## What you will do
In the records below, pick out every line that contains the word "white" and copy each one. Match case exactly.

─── Stored records ───

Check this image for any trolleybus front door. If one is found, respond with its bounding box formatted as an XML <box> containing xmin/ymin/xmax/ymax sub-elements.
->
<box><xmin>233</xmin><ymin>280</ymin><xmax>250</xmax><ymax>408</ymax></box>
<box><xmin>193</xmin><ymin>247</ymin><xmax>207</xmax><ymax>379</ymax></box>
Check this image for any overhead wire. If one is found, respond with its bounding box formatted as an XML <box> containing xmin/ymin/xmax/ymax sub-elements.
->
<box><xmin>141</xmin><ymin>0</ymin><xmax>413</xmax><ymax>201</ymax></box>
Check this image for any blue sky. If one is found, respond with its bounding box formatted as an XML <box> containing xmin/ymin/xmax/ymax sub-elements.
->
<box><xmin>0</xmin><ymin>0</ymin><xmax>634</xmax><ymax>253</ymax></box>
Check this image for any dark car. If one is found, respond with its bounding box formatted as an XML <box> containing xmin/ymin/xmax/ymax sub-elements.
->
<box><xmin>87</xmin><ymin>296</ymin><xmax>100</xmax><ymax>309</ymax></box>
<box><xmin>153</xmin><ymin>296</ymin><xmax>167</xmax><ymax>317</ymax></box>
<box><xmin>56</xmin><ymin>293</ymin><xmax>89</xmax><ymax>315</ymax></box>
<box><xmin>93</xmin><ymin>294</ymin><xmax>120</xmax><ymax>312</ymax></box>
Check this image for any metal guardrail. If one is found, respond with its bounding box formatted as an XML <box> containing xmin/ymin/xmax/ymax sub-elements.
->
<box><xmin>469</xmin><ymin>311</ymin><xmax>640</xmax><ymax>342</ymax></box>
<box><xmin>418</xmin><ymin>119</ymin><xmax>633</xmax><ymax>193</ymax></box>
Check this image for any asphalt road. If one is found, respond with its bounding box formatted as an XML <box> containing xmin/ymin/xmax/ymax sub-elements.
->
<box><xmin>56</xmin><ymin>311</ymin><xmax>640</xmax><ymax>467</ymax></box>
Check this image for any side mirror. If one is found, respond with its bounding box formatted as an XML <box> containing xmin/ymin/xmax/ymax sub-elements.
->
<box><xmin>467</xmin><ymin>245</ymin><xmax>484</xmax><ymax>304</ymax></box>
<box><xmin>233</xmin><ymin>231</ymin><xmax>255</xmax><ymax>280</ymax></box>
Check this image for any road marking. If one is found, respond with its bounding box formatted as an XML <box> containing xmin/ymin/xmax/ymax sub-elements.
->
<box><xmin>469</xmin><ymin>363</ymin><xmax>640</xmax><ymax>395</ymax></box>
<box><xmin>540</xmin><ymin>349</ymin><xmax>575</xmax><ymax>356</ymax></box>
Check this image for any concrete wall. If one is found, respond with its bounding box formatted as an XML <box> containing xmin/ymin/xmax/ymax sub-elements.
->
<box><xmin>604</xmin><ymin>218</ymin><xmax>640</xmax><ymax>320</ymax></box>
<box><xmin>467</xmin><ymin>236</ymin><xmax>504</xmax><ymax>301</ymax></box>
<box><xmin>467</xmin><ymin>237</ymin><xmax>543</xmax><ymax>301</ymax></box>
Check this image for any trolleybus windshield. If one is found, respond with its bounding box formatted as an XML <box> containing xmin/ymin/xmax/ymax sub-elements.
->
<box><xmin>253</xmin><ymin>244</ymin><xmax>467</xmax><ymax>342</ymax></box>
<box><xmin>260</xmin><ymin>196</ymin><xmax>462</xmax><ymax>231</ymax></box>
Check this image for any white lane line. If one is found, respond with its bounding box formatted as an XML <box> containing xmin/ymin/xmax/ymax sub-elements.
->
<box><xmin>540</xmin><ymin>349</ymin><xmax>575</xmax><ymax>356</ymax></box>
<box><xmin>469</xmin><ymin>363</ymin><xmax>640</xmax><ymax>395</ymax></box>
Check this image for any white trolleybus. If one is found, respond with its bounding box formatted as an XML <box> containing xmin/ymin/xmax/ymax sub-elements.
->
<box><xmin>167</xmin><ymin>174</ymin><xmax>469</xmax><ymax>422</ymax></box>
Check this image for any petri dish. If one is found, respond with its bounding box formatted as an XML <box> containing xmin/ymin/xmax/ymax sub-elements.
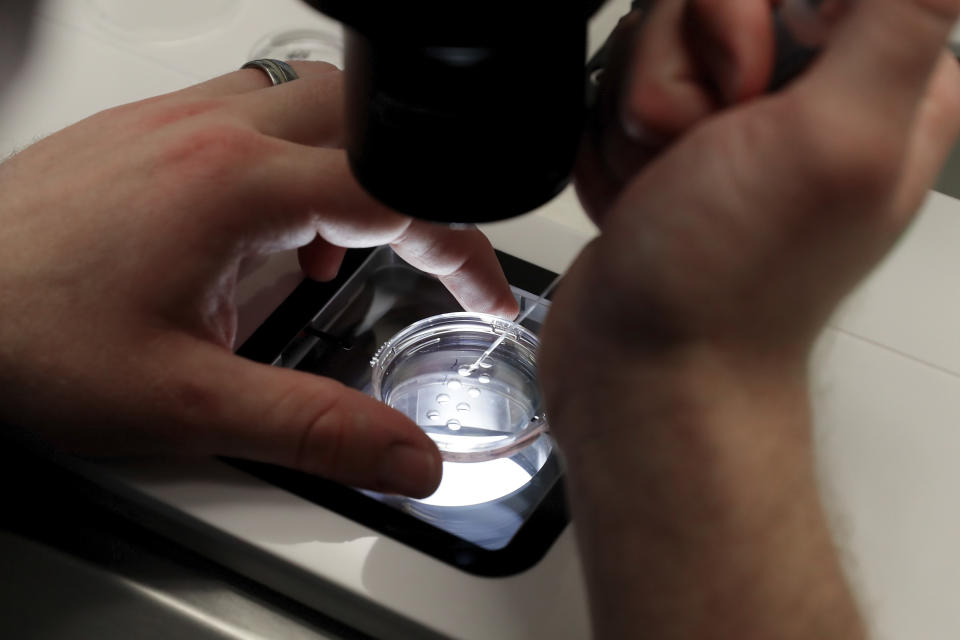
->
<box><xmin>370</xmin><ymin>312</ymin><xmax>547</xmax><ymax>462</ymax></box>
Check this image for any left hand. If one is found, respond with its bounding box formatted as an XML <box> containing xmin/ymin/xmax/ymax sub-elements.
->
<box><xmin>0</xmin><ymin>63</ymin><xmax>516</xmax><ymax>495</ymax></box>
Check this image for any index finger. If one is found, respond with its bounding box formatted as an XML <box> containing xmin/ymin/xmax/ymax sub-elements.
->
<box><xmin>797</xmin><ymin>0</ymin><xmax>960</xmax><ymax>129</ymax></box>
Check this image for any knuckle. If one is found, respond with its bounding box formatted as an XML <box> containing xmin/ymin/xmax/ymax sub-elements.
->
<box><xmin>160</xmin><ymin>121</ymin><xmax>267</xmax><ymax>177</ymax></box>
<box><xmin>793</xmin><ymin>99</ymin><xmax>907</xmax><ymax>204</ymax></box>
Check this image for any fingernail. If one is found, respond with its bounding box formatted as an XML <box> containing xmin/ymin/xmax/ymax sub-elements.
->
<box><xmin>377</xmin><ymin>444</ymin><xmax>440</xmax><ymax>498</ymax></box>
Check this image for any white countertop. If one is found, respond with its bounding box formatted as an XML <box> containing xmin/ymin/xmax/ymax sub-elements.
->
<box><xmin>0</xmin><ymin>0</ymin><xmax>960</xmax><ymax>640</ymax></box>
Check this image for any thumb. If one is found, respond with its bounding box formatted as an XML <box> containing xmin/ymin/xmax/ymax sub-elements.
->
<box><xmin>158</xmin><ymin>339</ymin><xmax>441</xmax><ymax>497</ymax></box>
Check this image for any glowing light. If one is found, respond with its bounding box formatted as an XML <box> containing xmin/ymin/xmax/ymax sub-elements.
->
<box><xmin>417</xmin><ymin>458</ymin><xmax>531</xmax><ymax>507</ymax></box>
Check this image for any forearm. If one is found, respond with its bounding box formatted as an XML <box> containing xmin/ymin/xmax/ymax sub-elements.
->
<box><xmin>558</xmin><ymin>350</ymin><xmax>865</xmax><ymax>640</ymax></box>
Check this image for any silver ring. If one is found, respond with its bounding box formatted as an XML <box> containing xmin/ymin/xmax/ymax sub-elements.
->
<box><xmin>240</xmin><ymin>58</ymin><xmax>300</xmax><ymax>86</ymax></box>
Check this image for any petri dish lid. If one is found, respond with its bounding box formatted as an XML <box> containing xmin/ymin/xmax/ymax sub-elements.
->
<box><xmin>370</xmin><ymin>312</ymin><xmax>547</xmax><ymax>462</ymax></box>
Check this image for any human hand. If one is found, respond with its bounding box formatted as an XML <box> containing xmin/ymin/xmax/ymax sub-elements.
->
<box><xmin>538</xmin><ymin>0</ymin><xmax>960</xmax><ymax>640</ymax></box>
<box><xmin>0</xmin><ymin>63</ymin><xmax>516</xmax><ymax>496</ymax></box>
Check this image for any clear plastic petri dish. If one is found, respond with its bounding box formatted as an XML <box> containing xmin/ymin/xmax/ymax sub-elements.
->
<box><xmin>370</xmin><ymin>313</ymin><xmax>547</xmax><ymax>462</ymax></box>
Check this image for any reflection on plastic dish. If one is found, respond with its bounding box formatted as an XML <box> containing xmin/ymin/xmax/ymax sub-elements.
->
<box><xmin>415</xmin><ymin>458</ymin><xmax>532</xmax><ymax>507</ymax></box>
<box><xmin>370</xmin><ymin>313</ymin><xmax>547</xmax><ymax>462</ymax></box>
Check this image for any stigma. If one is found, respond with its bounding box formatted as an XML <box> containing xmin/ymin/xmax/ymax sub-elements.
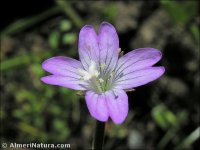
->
<box><xmin>78</xmin><ymin>60</ymin><xmax>100</xmax><ymax>81</ymax></box>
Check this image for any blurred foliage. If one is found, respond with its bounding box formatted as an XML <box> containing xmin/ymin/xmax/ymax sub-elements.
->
<box><xmin>0</xmin><ymin>0</ymin><xmax>200</xmax><ymax>149</ymax></box>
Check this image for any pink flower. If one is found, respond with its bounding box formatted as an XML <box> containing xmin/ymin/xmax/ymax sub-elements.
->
<box><xmin>41</xmin><ymin>22</ymin><xmax>165</xmax><ymax>124</ymax></box>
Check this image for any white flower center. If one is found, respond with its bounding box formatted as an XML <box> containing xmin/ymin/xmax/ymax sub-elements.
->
<box><xmin>78</xmin><ymin>60</ymin><xmax>100</xmax><ymax>81</ymax></box>
<box><xmin>78</xmin><ymin>60</ymin><xmax>114</xmax><ymax>93</ymax></box>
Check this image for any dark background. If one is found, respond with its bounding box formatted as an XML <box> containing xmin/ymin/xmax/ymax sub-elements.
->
<box><xmin>0</xmin><ymin>0</ymin><xmax>200</xmax><ymax>149</ymax></box>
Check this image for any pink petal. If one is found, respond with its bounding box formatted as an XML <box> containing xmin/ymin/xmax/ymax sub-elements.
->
<box><xmin>98</xmin><ymin>22</ymin><xmax>119</xmax><ymax>72</ymax></box>
<box><xmin>105</xmin><ymin>89</ymin><xmax>128</xmax><ymax>124</ymax></box>
<box><xmin>42</xmin><ymin>56</ymin><xmax>83</xmax><ymax>78</ymax></box>
<box><xmin>116</xmin><ymin>67</ymin><xmax>165</xmax><ymax>89</ymax></box>
<box><xmin>85</xmin><ymin>91</ymin><xmax>108</xmax><ymax>122</ymax></box>
<box><xmin>41</xmin><ymin>75</ymin><xmax>88</xmax><ymax>90</ymax></box>
<box><xmin>116</xmin><ymin>48</ymin><xmax>162</xmax><ymax>78</ymax></box>
<box><xmin>78</xmin><ymin>25</ymin><xmax>99</xmax><ymax>69</ymax></box>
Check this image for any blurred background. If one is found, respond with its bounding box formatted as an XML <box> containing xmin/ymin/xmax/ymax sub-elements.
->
<box><xmin>0</xmin><ymin>0</ymin><xmax>200</xmax><ymax>149</ymax></box>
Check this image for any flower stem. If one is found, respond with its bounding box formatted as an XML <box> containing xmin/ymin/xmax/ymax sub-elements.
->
<box><xmin>92</xmin><ymin>120</ymin><xmax>105</xmax><ymax>150</ymax></box>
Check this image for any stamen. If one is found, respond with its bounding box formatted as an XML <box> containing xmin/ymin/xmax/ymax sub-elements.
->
<box><xmin>78</xmin><ymin>60</ymin><xmax>100</xmax><ymax>81</ymax></box>
<box><xmin>99</xmin><ymin>78</ymin><xmax>104</xmax><ymax>83</ymax></box>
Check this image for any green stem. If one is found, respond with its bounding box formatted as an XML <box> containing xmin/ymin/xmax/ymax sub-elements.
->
<box><xmin>92</xmin><ymin>120</ymin><xmax>105</xmax><ymax>150</ymax></box>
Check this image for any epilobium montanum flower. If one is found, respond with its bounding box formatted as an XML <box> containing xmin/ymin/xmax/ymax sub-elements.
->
<box><xmin>41</xmin><ymin>22</ymin><xmax>165</xmax><ymax>124</ymax></box>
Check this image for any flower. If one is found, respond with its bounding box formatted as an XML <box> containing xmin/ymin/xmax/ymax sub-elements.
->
<box><xmin>41</xmin><ymin>22</ymin><xmax>165</xmax><ymax>124</ymax></box>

───

## Result of this exercise
Check this image for any white lane line. If one is found, respond with its bounding box formatted as an XML <box> containing xmin/ymin/xmax/ymax sub-elements.
Check this image for any white trolleybus. If one is found, respond with its bounding box formatted as an XML <box> containing xmin/ymin/xmax/ymax sub-elements.
Check this image for any white countertop. If one is found, respond with its bounding box formatted as an XML <box> containing xmin/ymin/xmax/ymax sub-elements.
Check this image for any white flower center. If one is found, respond with its bounding box formatted as an XML <box> containing xmin/ymin/xmax/ymax sub-elements.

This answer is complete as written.